◆ **What you are asked to do**
Please transcribe the entries that follow exactly as they stand, skipping each picture.

Listed records: Begin

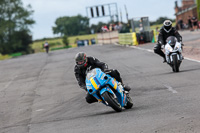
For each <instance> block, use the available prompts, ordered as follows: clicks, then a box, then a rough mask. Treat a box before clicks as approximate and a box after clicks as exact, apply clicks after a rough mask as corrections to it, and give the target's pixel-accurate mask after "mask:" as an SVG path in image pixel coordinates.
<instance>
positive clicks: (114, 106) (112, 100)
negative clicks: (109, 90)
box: [102, 92, 122, 112]
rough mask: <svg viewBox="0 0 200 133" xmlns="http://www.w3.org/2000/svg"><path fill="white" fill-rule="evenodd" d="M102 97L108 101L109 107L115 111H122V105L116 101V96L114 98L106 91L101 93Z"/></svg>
mask: <svg viewBox="0 0 200 133" xmlns="http://www.w3.org/2000/svg"><path fill="white" fill-rule="evenodd" d="M102 96H103V97H104V99H105V101H106V102H107V103H108V105H109V106H110V107H112V108H113V109H114V110H115V111H117V112H121V111H122V106H121V105H120V104H119V102H118V101H117V98H114V97H113V95H112V94H110V93H108V92H104V93H103V94H102Z"/></svg>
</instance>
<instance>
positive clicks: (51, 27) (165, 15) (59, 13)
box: [22, 0, 180, 40]
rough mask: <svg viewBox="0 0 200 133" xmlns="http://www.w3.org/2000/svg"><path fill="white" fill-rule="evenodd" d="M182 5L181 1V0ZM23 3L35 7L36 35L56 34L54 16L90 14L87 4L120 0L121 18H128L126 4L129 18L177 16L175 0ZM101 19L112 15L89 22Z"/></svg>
mask: <svg viewBox="0 0 200 133" xmlns="http://www.w3.org/2000/svg"><path fill="white" fill-rule="evenodd" d="M178 1H179V5H180V0H178ZM22 2H23V5H24V6H27V5H28V4H30V5H31V6H32V9H33V10H34V14H33V19H34V20H35V21H36V23H35V24H34V25H33V27H32V28H31V31H32V34H33V39H34V40H35V39H41V38H44V37H56V35H54V34H53V31H52V27H53V26H55V20H56V19H57V18H59V17H63V16H76V15H78V14H81V15H82V16H87V13H86V7H89V6H94V5H101V4H108V3H117V6H118V12H120V9H121V11H122V19H123V21H124V22H126V13H125V8H124V5H126V7H127V11H128V16H129V18H134V17H142V16H148V17H149V19H150V21H153V20H156V19H157V18H158V17H160V16H166V17H169V18H175V16H174V13H175V11H174V2H175V0H22ZM98 21H104V22H108V21H109V18H108V17H106V18H101V19H97V18H93V19H91V20H90V24H92V23H97V22H98Z"/></svg>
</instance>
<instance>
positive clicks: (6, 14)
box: [0, 0, 35, 54]
mask: <svg viewBox="0 0 200 133" xmlns="http://www.w3.org/2000/svg"><path fill="white" fill-rule="evenodd" d="M32 13H33V11H32V10H31V6H30V5H28V6H27V9H26V8H24V7H23V3H22V2H21V0H0V53H2V54H10V53H13V52H25V53H29V52H30V51H31V48H30V46H29V44H30V43H31V42H32V36H31V35H30V30H29V26H31V25H32V24H34V23H35V22H34V20H33V19H32V18H31V17H30V16H31V15H32Z"/></svg>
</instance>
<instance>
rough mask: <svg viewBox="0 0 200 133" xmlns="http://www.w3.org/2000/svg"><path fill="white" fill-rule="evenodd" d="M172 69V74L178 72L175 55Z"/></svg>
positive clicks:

Listed records: End

◆ **Answer to this problem**
For each <instance> block, use the available prompts, ordered as follows: clicks, then a box, then a rough mask. Treat a box before clicks as approximate and a box after clicks as exact, apply clicks after a rough mask as corrections to it, and give the target's pixel-accurate mask after "mask:" as an SVG path in image pixel coordinates.
<instance>
positive clicks: (114, 106) (112, 100)
negative clicks: (109, 90)
box: [102, 92, 122, 112]
rough mask: <svg viewBox="0 0 200 133" xmlns="http://www.w3.org/2000/svg"><path fill="white" fill-rule="evenodd" d="M102 97L108 101L109 107L115 111H122V105L116 101V96L114 98L106 91L101 93Z"/></svg>
mask: <svg viewBox="0 0 200 133" xmlns="http://www.w3.org/2000/svg"><path fill="white" fill-rule="evenodd" d="M102 96H103V97H104V99H105V101H106V102H107V103H108V105H109V106H110V107H112V108H113V109H114V110H115V111H117V112H121V111H122V106H121V105H120V104H119V102H118V101H117V98H114V97H113V95H112V94H110V93H108V92H104V93H103V94H102Z"/></svg>
</instance>
<instance>
positive clicks: (51, 27) (165, 15) (59, 13)
box: [22, 0, 180, 40]
rough mask: <svg viewBox="0 0 200 133" xmlns="http://www.w3.org/2000/svg"><path fill="white" fill-rule="evenodd" d="M182 5L181 1V0ZM23 3L35 7L36 35L56 34L54 16L90 14L87 4L120 0L121 18H128L126 4L129 18L177 16L175 0ZM101 19L112 15L89 22Z"/></svg>
mask: <svg viewBox="0 0 200 133" xmlns="http://www.w3.org/2000/svg"><path fill="white" fill-rule="evenodd" d="M178 1H179V5H180V0H178ZM22 2H23V5H24V6H27V5H28V4H30V5H31V6H32V9H33V10H34V14H33V19H34V20H35V21H36V23H35V24H34V25H33V27H32V28H31V31H32V34H33V39H34V40H35V39H41V38H44V37H56V35H54V34H53V31H52V27H53V26H55V20H56V19H57V18H59V17H63V16H76V15H78V14H81V15H82V16H87V13H86V7H89V6H94V5H101V4H108V3H117V6H118V12H120V9H121V11H122V19H123V21H124V22H126V13H125V8H124V5H126V7H127V11H128V16H129V18H134V17H142V16H148V17H149V19H150V21H153V20H156V19H157V18H158V17H160V16H166V17H169V18H175V16H174V13H175V11H174V2H175V0H22ZM98 21H104V22H108V21H109V18H108V17H106V18H101V19H97V18H93V19H91V20H90V24H92V23H97V22H98Z"/></svg>
</instance>
<instance>
positive clicks: (6, 14)
box: [0, 0, 35, 54]
mask: <svg viewBox="0 0 200 133" xmlns="http://www.w3.org/2000/svg"><path fill="white" fill-rule="evenodd" d="M32 13H33V11H32V10H31V6H30V5H28V6H27V9H26V8H24V7H23V3H22V2H21V0H0V53H2V54H10V53H13V52H25V53H29V52H30V51H31V48H30V46H29V44H30V43H31V42H32V36H31V35H30V30H29V26H31V25H32V24H34V23H35V22H34V20H33V19H32V18H31V17H30V16H31V15H32Z"/></svg>
</instance>
<instance>
rough mask: <svg viewBox="0 0 200 133" xmlns="http://www.w3.org/2000/svg"><path fill="white" fill-rule="evenodd" d="M172 69V74L178 72L175 55Z"/></svg>
positive clicks:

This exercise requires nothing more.